▶ _Goal of the exercise_
Extract precisely the lines of the entries below, from the first line through the line containing "column 194, row 21".
[Data extract — start]
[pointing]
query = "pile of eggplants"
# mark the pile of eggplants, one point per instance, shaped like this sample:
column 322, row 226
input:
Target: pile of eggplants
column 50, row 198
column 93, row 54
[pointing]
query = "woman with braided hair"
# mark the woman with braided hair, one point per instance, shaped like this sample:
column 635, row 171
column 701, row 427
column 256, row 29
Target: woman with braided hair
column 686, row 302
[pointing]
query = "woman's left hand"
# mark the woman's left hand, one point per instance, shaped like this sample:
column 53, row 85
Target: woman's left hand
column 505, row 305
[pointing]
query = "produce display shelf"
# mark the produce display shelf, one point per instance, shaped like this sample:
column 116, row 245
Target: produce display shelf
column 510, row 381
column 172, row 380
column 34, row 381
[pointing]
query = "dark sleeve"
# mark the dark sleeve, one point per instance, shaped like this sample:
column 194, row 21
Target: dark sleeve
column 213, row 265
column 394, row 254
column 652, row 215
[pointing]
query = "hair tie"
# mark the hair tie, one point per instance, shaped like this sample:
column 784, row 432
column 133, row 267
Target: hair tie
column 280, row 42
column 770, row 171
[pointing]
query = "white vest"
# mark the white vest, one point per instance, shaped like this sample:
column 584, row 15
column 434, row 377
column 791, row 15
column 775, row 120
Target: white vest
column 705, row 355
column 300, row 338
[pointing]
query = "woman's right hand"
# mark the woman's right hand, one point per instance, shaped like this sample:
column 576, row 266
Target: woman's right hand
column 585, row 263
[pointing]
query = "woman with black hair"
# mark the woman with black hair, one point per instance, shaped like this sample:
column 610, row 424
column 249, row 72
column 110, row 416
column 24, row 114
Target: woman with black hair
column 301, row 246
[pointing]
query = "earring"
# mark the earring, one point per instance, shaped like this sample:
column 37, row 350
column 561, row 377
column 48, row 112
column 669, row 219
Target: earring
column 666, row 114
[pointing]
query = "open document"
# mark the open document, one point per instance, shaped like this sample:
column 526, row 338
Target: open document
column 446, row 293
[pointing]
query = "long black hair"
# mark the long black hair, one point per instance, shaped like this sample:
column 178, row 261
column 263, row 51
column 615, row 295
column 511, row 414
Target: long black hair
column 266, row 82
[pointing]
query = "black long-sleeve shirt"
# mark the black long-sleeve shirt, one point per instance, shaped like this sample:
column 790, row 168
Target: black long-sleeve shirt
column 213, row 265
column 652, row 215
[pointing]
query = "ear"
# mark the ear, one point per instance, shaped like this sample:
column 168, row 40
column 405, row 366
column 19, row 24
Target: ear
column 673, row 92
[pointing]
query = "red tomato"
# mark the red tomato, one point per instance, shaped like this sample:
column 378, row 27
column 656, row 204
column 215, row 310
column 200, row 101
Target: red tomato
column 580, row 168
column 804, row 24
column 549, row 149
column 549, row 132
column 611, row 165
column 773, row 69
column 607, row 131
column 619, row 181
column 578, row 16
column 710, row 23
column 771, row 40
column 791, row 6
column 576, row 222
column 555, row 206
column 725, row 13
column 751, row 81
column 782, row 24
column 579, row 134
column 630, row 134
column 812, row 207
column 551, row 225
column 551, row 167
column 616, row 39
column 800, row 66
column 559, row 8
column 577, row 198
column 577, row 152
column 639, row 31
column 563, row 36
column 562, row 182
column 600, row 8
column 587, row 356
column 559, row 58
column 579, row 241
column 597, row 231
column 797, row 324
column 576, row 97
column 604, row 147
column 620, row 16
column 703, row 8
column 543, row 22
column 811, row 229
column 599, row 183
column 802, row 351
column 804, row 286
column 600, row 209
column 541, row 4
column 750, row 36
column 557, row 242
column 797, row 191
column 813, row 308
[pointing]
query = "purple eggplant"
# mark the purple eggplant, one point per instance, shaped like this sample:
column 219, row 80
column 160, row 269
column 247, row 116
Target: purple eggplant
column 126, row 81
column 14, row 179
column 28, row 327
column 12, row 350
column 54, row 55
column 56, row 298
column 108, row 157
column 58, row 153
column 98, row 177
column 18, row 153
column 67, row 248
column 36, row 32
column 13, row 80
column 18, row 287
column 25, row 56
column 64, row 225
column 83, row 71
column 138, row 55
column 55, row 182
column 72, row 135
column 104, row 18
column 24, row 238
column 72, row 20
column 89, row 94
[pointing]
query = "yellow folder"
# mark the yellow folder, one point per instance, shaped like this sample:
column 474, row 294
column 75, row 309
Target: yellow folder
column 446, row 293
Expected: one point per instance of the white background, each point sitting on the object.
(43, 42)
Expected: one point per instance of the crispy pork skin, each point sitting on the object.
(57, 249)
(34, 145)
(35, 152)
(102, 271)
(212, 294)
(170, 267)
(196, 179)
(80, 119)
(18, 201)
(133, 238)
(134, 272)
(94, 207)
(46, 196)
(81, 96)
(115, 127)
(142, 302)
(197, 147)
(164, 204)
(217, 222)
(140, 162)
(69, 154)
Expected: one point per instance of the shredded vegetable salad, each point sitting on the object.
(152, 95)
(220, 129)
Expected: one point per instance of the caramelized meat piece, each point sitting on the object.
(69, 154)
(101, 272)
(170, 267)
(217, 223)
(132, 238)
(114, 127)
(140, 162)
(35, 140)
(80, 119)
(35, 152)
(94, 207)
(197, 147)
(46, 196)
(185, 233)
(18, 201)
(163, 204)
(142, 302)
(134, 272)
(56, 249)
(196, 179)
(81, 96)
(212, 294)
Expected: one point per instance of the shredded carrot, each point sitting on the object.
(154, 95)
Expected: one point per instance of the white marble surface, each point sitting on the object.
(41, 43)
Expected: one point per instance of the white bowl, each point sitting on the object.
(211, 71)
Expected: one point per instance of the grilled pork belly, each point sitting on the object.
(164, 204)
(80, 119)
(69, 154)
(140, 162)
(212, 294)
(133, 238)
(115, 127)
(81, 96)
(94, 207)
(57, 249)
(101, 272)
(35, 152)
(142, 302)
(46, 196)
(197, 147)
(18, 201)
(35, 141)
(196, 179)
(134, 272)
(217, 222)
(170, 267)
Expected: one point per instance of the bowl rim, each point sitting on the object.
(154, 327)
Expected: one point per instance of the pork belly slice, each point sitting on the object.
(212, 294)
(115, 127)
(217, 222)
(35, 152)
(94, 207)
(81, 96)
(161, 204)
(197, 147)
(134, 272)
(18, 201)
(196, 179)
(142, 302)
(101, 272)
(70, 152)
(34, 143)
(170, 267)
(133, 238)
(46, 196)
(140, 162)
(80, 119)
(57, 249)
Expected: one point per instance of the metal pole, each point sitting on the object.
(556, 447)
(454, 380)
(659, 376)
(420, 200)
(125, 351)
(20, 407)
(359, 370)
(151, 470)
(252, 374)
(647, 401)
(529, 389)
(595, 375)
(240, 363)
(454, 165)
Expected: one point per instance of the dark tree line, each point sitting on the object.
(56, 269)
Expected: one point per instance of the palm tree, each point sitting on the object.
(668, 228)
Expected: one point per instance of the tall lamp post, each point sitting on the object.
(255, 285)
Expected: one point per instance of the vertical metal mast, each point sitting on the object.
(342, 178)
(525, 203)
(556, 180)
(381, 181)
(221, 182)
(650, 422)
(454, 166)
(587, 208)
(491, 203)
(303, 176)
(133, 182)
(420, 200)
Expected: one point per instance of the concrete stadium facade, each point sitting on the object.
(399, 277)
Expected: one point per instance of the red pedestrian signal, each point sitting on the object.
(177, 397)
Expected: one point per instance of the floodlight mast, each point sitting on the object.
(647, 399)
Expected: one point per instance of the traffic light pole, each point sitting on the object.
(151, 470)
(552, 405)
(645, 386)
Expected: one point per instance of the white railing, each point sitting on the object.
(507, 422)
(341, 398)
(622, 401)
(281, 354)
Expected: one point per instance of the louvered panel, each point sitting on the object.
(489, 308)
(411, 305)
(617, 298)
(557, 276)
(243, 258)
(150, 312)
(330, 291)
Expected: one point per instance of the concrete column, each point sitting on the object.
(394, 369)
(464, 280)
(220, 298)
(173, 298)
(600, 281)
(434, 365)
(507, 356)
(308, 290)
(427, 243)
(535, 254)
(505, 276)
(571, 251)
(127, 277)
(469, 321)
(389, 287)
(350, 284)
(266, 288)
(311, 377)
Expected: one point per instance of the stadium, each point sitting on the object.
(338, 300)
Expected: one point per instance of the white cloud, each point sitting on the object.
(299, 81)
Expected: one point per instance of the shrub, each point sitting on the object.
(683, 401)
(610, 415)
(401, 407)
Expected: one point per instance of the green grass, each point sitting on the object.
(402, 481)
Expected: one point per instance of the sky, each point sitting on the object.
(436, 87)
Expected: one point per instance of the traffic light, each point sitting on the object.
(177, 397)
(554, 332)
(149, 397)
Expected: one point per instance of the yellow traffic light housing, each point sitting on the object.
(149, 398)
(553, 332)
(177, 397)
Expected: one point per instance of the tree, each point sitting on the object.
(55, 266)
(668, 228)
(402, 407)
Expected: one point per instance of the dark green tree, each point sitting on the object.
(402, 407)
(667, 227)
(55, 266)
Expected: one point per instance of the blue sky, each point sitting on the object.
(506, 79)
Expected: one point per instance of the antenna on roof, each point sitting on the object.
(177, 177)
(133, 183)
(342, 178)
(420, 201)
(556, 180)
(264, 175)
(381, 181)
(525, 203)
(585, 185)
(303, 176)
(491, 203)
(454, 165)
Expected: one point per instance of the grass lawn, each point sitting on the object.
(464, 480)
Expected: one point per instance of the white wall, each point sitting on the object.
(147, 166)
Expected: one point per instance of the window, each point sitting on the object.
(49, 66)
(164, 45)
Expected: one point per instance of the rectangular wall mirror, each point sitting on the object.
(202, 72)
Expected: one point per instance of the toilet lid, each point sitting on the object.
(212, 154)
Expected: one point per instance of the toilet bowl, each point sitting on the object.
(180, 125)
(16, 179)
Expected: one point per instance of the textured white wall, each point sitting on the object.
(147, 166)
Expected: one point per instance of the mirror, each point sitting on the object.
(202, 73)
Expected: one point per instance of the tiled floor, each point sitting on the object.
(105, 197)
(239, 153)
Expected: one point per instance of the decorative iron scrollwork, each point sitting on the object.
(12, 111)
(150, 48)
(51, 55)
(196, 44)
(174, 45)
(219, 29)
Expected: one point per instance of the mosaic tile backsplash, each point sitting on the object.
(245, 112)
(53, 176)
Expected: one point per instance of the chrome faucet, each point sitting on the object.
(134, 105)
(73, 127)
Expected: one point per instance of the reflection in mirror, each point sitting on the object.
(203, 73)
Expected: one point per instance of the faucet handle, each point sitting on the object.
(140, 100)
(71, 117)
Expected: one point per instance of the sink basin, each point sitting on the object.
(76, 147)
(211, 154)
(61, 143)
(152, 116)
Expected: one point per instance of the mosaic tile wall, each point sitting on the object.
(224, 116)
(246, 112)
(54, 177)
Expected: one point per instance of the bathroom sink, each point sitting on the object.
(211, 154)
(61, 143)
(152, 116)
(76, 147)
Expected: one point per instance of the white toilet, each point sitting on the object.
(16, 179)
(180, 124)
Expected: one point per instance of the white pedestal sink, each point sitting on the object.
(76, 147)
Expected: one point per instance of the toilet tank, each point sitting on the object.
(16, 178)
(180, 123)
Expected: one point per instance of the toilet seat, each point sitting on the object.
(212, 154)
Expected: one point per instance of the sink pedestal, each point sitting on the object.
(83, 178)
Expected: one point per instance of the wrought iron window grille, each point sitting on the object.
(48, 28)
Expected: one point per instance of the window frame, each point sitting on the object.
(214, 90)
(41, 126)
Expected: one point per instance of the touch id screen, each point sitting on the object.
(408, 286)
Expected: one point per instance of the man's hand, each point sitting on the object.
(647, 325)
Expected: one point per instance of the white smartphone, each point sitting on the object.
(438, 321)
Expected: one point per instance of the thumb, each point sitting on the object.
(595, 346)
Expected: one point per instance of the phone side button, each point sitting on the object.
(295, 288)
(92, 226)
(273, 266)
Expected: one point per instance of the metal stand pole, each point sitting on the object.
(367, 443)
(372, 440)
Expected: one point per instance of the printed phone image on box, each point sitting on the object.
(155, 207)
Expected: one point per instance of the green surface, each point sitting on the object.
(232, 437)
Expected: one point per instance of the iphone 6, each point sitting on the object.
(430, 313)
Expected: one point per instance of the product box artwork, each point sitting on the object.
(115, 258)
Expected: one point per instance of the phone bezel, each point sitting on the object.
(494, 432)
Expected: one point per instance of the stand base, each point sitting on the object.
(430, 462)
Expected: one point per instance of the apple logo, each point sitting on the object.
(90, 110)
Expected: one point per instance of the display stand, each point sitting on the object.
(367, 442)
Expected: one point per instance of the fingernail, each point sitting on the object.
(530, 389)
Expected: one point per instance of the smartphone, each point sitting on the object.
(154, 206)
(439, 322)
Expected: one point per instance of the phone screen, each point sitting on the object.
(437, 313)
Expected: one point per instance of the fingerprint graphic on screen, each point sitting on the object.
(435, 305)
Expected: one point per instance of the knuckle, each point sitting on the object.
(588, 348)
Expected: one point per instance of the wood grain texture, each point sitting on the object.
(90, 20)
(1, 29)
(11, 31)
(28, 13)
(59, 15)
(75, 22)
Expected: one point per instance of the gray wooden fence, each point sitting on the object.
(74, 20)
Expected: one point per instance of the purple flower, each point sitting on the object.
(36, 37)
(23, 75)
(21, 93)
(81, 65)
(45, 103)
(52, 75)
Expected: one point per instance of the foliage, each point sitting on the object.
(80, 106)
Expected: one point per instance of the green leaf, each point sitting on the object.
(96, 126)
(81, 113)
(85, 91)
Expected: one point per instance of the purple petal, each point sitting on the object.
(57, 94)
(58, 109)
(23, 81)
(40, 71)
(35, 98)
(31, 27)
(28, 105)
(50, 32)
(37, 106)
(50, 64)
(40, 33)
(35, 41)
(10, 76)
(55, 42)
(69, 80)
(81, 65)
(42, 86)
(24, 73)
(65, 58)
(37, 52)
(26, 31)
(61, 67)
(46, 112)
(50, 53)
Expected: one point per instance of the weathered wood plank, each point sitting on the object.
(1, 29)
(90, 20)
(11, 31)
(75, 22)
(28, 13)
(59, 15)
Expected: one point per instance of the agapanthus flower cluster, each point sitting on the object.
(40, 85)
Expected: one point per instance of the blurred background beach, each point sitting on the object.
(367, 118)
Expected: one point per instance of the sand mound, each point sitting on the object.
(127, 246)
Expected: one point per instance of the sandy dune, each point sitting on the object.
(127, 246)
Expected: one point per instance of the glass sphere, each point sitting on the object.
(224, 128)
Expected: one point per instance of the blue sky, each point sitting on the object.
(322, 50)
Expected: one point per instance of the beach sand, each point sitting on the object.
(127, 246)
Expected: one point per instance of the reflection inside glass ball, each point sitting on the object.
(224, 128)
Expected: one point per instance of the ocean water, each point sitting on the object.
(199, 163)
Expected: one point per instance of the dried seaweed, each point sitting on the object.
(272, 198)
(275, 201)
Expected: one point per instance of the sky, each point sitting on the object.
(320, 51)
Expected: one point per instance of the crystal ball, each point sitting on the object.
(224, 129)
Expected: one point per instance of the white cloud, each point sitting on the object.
[Data extract — finish]
▶ _Solution for this task_
[pointing]
query = "pile of eggplants"
# mark the pile of eggplants, one point per instance, shaped like this sample:
column 322, row 226
input:
Target: pile of eggplants
column 50, row 198
column 93, row 54
[pointing]
query = "woman with braided hair"
# mark the woman with braided hair, one point per instance, shaped like this sample:
column 635, row 171
column 701, row 427
column 256, row 29
Target: woman with braided hair
column 686, row 302
[pointing]
query = "woman's left hand"
# mark the woman's left hand, one point per instance, shaped like this sample:
column 53, row 85
Target: woman's left hand
column 505, row 305
[pointing]
query = "produce display shelf"
# mark the produce display shelf, one point per instance, shaped like this sample:
column 116, row 245
Target: produce display shelf
column 510, row 381
column 172, row 380
column 34, row 381
[pointing]
query = "dark sleeve"
# mark the dark sleeve, one point per instance, shaped like this sample:
column 194, row 21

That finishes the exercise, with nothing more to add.